> [What you are asked to do]:
Repeat exactly the lines from the one containing "Put a marker on every instance of the white powder" through the last line of the records below, both included, and nothing else.

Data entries
===============

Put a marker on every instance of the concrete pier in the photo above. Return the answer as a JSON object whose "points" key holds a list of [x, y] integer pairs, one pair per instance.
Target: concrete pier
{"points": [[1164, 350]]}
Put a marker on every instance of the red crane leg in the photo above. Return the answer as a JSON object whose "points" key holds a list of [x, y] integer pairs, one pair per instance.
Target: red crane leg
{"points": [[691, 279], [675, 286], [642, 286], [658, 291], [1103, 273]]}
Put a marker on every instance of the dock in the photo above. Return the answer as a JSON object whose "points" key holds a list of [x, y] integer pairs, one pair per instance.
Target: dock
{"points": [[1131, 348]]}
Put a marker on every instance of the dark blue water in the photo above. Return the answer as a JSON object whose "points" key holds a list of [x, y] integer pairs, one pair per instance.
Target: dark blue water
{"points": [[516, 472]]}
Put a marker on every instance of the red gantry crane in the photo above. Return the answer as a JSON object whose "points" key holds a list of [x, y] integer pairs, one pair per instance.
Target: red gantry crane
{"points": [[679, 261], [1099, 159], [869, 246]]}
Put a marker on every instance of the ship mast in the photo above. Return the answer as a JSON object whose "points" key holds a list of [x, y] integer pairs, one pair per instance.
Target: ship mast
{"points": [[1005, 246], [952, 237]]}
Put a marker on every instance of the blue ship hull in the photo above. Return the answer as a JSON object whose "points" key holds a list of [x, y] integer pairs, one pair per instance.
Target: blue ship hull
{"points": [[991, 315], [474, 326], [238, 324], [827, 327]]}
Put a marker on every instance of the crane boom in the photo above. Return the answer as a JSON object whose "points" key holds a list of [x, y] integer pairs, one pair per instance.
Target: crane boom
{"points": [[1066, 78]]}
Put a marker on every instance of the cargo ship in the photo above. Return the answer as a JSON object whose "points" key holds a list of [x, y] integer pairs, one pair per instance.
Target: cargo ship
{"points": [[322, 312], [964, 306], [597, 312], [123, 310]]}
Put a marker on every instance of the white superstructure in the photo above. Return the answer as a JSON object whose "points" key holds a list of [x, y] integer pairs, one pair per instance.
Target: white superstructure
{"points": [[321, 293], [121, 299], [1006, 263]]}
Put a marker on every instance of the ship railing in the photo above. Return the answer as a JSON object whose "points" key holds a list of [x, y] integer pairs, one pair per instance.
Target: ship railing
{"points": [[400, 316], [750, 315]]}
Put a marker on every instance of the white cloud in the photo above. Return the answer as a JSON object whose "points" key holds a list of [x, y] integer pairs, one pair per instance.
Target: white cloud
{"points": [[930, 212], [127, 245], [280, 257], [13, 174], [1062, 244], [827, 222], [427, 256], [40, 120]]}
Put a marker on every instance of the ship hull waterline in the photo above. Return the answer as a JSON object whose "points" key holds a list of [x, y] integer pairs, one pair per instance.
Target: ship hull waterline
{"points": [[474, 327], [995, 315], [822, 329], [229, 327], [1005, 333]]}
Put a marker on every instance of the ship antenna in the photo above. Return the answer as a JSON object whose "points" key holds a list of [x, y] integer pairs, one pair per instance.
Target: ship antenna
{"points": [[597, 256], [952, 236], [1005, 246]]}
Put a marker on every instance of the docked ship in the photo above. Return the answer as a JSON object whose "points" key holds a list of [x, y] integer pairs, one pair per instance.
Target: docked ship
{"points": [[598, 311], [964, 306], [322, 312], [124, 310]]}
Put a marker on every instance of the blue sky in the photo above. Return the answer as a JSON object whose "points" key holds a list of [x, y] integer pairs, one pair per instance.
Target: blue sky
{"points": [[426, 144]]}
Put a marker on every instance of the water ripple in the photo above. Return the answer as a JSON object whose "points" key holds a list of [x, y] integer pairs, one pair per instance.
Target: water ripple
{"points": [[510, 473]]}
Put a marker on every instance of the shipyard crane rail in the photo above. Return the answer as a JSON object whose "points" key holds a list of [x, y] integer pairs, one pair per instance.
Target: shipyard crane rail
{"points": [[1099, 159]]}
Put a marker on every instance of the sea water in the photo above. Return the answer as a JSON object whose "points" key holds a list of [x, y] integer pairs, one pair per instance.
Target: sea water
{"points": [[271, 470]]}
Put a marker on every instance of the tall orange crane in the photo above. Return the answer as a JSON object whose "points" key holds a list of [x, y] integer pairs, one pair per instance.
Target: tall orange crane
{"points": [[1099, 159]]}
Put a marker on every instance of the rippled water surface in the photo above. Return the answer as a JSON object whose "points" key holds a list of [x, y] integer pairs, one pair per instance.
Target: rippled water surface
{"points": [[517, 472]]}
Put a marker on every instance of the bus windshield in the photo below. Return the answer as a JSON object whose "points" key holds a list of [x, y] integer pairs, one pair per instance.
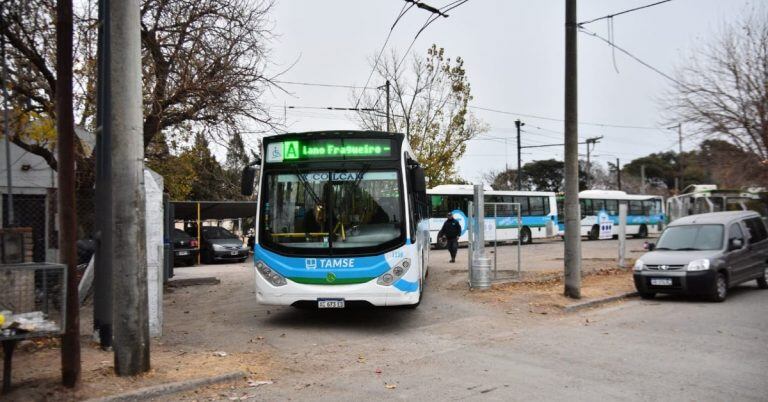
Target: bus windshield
{"points": [[332, 210]]}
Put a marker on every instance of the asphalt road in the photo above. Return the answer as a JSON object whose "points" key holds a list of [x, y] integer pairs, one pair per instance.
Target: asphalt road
{"points": [[454, 347]]}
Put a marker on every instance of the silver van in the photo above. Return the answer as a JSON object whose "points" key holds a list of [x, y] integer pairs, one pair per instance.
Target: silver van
{"points": [[705, 255]]}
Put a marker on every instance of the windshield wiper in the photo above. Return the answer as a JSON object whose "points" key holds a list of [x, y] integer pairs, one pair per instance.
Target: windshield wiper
{"points": [[307, 187]]}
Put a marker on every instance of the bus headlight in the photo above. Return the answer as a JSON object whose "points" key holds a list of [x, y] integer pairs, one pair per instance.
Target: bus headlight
{"points": [[270, 275], [395, 273]]}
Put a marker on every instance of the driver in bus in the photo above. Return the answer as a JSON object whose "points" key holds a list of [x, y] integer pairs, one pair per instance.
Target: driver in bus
{"points": [[451, 230]]}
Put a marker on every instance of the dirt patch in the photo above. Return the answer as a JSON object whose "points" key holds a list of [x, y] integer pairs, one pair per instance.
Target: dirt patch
{"points": [[544, 295], [37, 375]]}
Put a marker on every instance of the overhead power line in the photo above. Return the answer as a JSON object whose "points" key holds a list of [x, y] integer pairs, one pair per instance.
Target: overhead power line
{"points": [[580, 24], [403, 10], [637, 59]]}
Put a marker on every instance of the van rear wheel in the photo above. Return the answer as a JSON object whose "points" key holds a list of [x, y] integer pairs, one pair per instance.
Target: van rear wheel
{"points": [[762, 283], [719, 288]]}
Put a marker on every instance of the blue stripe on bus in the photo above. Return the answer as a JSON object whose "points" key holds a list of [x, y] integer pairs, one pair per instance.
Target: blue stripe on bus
{"points": [[372, 266]]}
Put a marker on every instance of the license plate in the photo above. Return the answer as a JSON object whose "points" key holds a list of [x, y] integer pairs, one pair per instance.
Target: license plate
{"points": [[330, 303], [661, 281]]}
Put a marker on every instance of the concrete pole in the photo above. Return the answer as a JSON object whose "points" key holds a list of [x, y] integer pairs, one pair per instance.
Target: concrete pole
{"points": [[388, 126], [65, 125], [622, 234], [519, 174], [102, 287], [7, 134], [129, 264], [572, 254]]}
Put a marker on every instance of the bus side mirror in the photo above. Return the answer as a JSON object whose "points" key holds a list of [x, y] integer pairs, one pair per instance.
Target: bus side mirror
{"points": [[419, 181], [248, 177]]}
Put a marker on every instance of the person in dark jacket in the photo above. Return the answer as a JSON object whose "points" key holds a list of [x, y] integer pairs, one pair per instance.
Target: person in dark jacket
{"points": [[451, 230]]}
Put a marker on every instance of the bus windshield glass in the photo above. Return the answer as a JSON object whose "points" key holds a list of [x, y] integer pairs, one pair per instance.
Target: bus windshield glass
{"points": [[332, 210]]}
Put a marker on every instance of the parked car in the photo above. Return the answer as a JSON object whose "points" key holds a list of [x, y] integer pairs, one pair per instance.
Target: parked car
{"points": [[220, 244], [184, 248], [705, 255]]}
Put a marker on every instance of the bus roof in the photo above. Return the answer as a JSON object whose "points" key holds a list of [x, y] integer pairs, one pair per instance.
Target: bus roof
{"points": [[616, 195], [468, 189]]}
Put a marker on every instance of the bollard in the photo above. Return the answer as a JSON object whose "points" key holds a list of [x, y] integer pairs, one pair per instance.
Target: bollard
{"points": [[481, 273]]}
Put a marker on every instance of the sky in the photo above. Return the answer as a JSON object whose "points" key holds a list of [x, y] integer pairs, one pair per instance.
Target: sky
{"points": [[513, 52]]}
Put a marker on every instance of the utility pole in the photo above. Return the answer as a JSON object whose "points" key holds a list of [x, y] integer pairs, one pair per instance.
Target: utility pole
{"points": [[680, 157], [572, 254], [590, 141], [65, 125], [102, 278], [519, 174], [129, 262], [7, 133], [388, 85]]}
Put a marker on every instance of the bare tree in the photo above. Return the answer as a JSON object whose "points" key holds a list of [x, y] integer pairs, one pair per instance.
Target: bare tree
{"points": [[203, 70], [429, 102], [723, 92]]}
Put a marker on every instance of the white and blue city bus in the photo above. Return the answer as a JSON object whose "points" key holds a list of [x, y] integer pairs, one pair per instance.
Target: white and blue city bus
{"points": [[342, 217], [538, 211], [645, 213]]}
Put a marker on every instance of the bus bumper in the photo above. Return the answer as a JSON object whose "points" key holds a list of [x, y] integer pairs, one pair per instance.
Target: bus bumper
{"points": [[370, 292]]}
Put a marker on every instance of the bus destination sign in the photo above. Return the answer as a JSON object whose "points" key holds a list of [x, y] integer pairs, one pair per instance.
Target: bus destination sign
{"points": [[337, 148]]}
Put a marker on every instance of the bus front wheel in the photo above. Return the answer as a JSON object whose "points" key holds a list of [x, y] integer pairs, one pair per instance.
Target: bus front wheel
{"points": [[442, 242], [642, 233], [594, 234]]}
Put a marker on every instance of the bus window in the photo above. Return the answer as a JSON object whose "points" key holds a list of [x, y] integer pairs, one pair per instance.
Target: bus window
{"points": [[598, 205], [536, 206], [648, 207], [523, 201]]}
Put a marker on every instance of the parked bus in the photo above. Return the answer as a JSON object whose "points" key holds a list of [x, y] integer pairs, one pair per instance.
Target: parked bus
{"points": [[538, 211], [645, 213], [705, 198], [341, 218]]}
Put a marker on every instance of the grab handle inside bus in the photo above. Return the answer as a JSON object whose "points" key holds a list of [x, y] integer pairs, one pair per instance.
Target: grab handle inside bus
{"points": [[419, 181]]}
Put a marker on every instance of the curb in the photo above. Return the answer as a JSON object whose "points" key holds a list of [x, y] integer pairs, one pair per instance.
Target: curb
{"points": [[170, 388], [591, 303]]}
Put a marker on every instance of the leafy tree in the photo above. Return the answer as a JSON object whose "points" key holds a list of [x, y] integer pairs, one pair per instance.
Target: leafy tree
{"points": [[501, 180], [429, 103], [722, 93]]}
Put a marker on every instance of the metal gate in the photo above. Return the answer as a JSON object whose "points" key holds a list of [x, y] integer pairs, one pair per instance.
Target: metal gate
{"points": [[501, 226]]}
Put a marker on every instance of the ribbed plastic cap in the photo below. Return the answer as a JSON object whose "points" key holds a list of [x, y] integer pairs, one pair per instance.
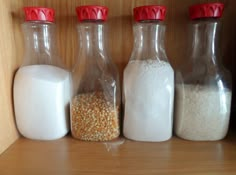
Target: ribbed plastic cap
{"points": [[92, 12], [151, 12], [39, 14], [207, 10]]}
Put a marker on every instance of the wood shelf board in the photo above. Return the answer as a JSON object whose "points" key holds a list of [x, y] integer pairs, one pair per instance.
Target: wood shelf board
{"points": [[68, 156]]}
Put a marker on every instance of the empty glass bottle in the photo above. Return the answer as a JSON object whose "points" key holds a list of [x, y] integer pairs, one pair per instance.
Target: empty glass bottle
{"points": [[96, 102]]}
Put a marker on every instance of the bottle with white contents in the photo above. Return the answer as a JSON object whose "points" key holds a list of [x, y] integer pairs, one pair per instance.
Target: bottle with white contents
{"points": [[96, 100], [203, 85], [42, 87], [148, 87]]}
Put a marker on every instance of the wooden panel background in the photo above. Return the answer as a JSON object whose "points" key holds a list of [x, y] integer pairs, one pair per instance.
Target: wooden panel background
{"points": [[120, 40]]}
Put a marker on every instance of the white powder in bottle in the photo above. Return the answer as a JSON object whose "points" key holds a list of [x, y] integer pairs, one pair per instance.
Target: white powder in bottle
{"points": [[41, 98], [148, 100], [201, 112]]}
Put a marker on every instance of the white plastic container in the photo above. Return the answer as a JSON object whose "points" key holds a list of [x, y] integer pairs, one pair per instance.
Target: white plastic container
{"points": [[42, 89]]}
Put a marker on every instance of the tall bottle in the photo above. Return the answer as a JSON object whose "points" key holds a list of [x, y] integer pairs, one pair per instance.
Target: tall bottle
{"points": [[203, 85], [96, 103], [42, 88], [148, 88]]}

===============

> [Task output]:
Put a marker on every instance of the white powder in bottle in the photo above. Return the answer as a JSON object whose "points" key holds a list of [x, y] integer pairs, one pair per instance.
Target: white powder in bottle
{"points": [[41, 98], [148, 100], [201, 112]]}
Put a marker on every instance of the white plastic container in the photo above. Return the answer as a JSON object whose "points" key holds a list of [x, y] integer pairs, one pair per instance.
Target: white plastic container
{"points": [[42, 89]]}
Put a marker on every instance of the tall bottle in the photo above. Return the answer as a JSON object whose "points" key holds a list of [x, y] integer pairs, one pair per instance.
Target: tall bottle
{"points": [[203, 85], [96, 103], [42, 88], [148, 88]]}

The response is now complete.